▶ [TASK GOAL] How would you render this sentence from the article on NICE's abatacept decision in Spanish: "For many patients abatacept provides their last chance of controlling the disease."?

▶ [TEXT]
_____

The National Institute for Health and Clinical Excellence (NICE) has issued a third and final decision against Bristol-Myers Squibb’s Orencia (abatacept) being offered as a treatment for moderate to severe active rheumatoid arthritis (RA) on the National Health Service (NHS).

Last August, NICE issued preliminary guidance rejecting the drug’s use, stating that it would not represent an effective use of NHS resources. It then held a public consultation on the issue, which resulted in a second decision against the drug in October. Appeals were launched by the company, the British Society for Rheumatology, the Royal College of Physicians, the National Rheumatoid Arthritis Society (NRAS) and the Royal College of Nursing, which were heard but not upheld, says the Institute.

“The independent Appraisal Committee who developed the recommendations took into account the severity of the disease when assessing the evidence, as well as the value placed on the benefits of abatacept by people with rheumatoid arthritis, those who represent them and clinical specialists, but found that abatacept does not represent a good use of NHS resources,” said NICE chief executive Andrew Dillon, who was executive lead for the Orencia guidance. He added: “they have, however, recommended that patients currently receiving the drug for rheumatoid arthritis should have the option to continue therapy until they and their clinicians consider it appropriate to stop.”

Mr Dillon also pointed out that in October 2007, NICE had recommended Abbott Laboratories’ Humira (adalimumab), Wyeth’s Enbrel (etanercept) and Schering-Plough’s Remicade (infliximab) for the treatment of RA, and added that Roche’s MabThera/Rituxan (rituximab) is an option for treating severe active RA for some people. “By recommending the use of these drugs, people in England and Wales with this condition have access to effective treatments when they need them,” he said.

However, Ailsa Bosworth, Chief Executive of NRAS, described the decision as “perverse and shortsighted,” and accused NICE of condemning people with severe RA, who have already failed on other therapies, to “a lifetime of misery.”

“For many patients abatacept provides their last chance of controlling the disease. Without this drug, people with severe RA will have to return to medicines they have already failed on or will have to take large doses of steroids which are associated with extremely unacceptable side effects,” said Ms Bosworth. She also warned that palliative care and the burden of ongoing disability associated with severe RA “will result in much greater costs for the NHS than a clinically proven treatment which can make a significant difference to the quality of life of people with severe rheumatoid arthritis.”

_____

▶ [Items from a data source]
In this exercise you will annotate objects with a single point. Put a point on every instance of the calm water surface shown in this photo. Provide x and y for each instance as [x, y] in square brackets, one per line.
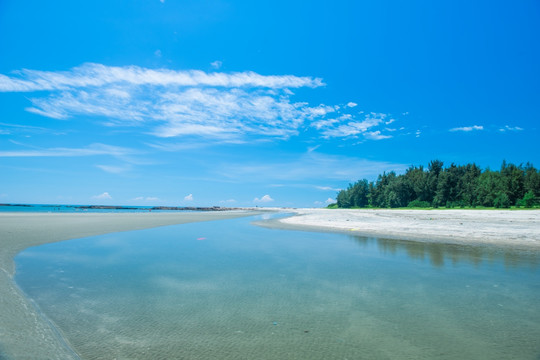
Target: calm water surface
[231, 290]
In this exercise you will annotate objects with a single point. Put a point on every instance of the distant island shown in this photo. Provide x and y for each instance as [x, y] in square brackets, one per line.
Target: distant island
[145, 208]
[462, 186]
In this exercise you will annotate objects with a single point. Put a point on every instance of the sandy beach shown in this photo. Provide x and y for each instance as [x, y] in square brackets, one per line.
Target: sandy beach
[24, 333]
[518, 229]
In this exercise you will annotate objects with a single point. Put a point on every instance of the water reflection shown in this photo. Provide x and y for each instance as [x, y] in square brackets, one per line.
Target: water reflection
[440, 254]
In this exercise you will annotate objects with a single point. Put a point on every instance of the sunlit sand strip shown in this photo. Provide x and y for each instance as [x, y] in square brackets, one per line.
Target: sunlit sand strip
[24, 333]
[519, 228]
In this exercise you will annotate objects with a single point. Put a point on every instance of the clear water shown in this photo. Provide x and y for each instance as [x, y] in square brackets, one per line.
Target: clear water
[231, 290]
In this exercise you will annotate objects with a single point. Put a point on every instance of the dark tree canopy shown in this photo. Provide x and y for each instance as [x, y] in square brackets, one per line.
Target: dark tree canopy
[453, 186]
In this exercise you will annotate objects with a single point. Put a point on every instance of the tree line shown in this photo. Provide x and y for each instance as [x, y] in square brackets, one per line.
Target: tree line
[452, 186]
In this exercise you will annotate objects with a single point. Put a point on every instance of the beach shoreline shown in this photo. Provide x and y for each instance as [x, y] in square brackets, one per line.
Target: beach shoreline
[504, 228]
[24, 332]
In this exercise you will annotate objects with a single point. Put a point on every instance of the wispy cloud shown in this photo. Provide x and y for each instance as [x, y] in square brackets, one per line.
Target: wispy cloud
[97, 75]
[326, 188]
[216, 64]
[92, 150]
[510, 128]
[468, 128]
[169, 103]
[264, 199]
[348, 126]
[115, 169]
[104, 196]
[309, 166]
[146, 198]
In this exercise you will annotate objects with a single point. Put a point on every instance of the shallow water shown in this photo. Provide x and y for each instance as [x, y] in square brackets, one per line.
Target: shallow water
[231, 290]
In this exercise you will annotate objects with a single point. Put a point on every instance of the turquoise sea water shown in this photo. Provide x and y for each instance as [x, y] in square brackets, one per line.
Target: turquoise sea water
[231, 290]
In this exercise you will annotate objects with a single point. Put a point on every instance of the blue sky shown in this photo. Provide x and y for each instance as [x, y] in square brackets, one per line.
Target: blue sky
[266, 103]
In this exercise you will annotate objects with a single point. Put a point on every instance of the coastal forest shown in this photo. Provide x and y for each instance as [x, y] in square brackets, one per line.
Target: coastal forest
[464, 186]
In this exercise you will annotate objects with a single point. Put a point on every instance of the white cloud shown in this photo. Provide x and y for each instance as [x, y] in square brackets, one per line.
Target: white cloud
[147, 198]
[228, 201]
[468, 128]
[97, 75]
[170, 103]
[353, 128]
[309, 166]
[508, 128]
[376, 135]
[104, 196]
[114, 169]
[92, 150]
[264, 199]
[216, 64]
[326, 188]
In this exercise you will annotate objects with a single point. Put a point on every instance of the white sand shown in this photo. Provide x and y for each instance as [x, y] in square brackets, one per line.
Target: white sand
[24, 332]
[516, 228]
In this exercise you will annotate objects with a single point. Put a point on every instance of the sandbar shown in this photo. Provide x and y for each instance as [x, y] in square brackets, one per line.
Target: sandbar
[24, 332]
[506, 228]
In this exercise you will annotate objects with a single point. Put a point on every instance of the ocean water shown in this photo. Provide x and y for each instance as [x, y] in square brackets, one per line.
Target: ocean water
[51, 208]
[231, 290]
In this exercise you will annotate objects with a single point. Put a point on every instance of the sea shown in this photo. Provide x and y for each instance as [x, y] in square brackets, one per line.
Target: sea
[229, 289]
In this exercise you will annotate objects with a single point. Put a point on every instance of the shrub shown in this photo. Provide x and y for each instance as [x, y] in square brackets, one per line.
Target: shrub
[501, 200]
[419, 203]
[529, 200]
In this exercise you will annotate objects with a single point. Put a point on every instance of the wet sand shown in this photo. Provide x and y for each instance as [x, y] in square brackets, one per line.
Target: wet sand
[24, 332]
[508, 228]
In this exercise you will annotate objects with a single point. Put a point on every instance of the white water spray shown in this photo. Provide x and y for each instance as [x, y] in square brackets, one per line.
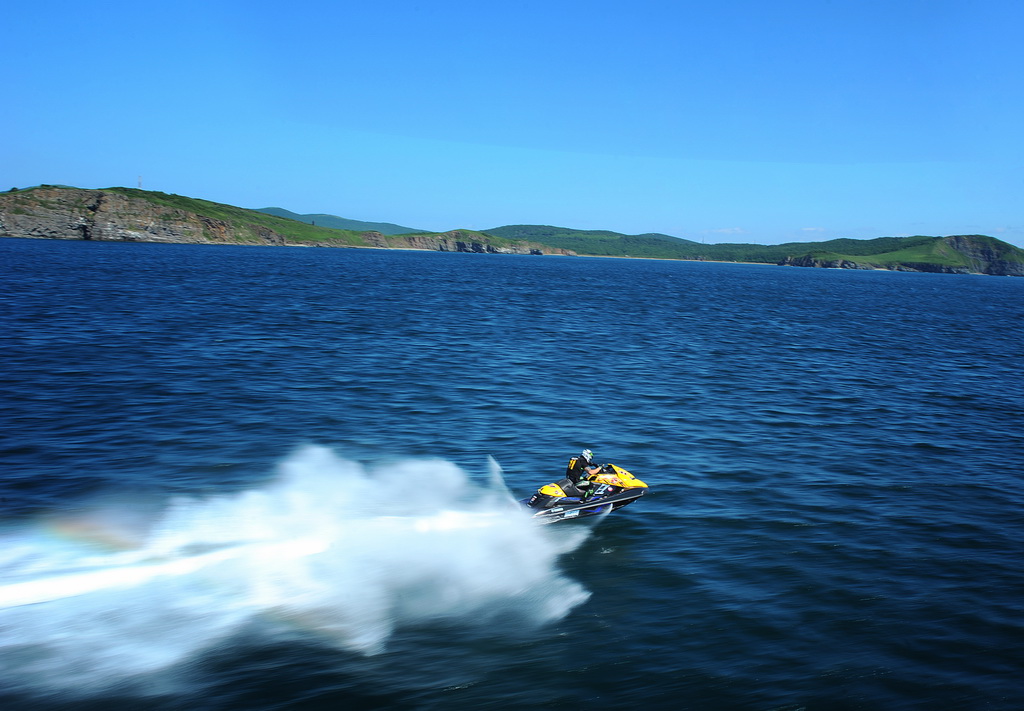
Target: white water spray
[334, 549]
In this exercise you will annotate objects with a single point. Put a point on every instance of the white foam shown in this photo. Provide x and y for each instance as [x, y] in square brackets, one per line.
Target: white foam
[332, 548]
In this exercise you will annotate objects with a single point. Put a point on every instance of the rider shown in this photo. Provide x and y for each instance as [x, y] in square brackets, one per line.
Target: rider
[582, 466]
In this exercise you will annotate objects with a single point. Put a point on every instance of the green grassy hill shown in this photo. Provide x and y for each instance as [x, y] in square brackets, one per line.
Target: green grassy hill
[293, 229]
[335, 222]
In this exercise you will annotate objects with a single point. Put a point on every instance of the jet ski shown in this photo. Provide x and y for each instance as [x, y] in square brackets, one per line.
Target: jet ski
[585, 491]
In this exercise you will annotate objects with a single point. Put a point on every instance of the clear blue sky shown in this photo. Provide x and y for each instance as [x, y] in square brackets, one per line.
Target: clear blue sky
[727, 121]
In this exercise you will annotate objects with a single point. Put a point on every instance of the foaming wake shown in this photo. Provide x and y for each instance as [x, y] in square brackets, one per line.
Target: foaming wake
[334, 548]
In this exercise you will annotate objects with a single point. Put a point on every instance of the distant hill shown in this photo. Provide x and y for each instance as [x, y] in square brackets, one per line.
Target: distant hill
[602, 243]
[960, 254]
[126, 214]
[341, 222]
[134, 215]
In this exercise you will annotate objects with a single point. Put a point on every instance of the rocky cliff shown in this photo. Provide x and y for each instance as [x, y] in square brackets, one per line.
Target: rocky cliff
[117, 214]
[62, 213]
[957, 254]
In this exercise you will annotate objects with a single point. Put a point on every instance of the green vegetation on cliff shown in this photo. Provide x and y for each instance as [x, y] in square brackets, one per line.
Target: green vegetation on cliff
[300, 233]
[336, 222]
[128, 214]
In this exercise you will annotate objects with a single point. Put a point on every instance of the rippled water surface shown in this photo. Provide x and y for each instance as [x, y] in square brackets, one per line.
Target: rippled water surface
[274, 478]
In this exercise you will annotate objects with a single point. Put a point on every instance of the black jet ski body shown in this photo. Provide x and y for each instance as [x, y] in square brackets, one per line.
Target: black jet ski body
[592, 495]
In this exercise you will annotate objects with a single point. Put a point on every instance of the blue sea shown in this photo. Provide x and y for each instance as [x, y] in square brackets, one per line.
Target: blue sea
[260, 478]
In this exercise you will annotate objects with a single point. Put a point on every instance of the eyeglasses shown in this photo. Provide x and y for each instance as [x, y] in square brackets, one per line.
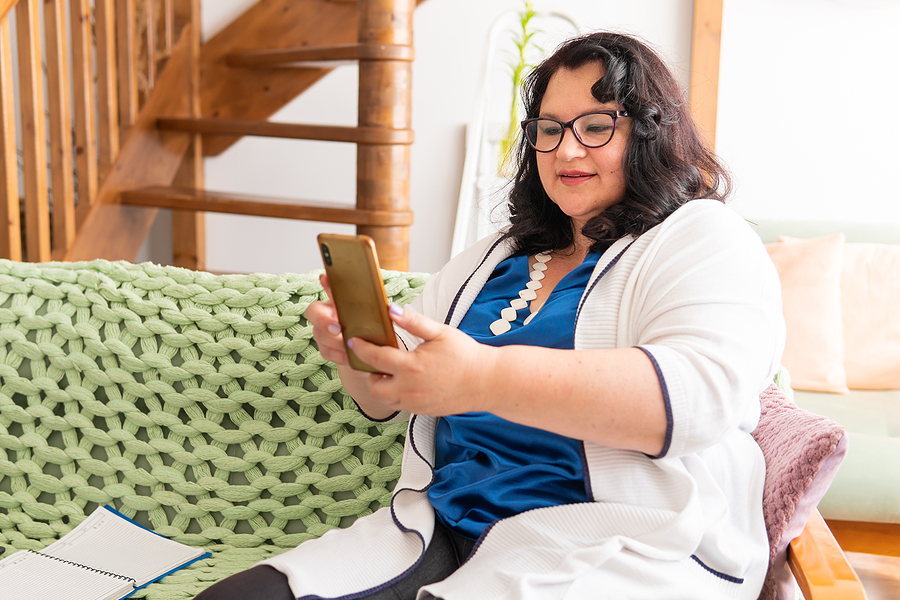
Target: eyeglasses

_____

▶ [THE COMPLETED TASK] Para muchos pacientes, el abatacept ofrece su última oportunidad de controlar la enfermedad.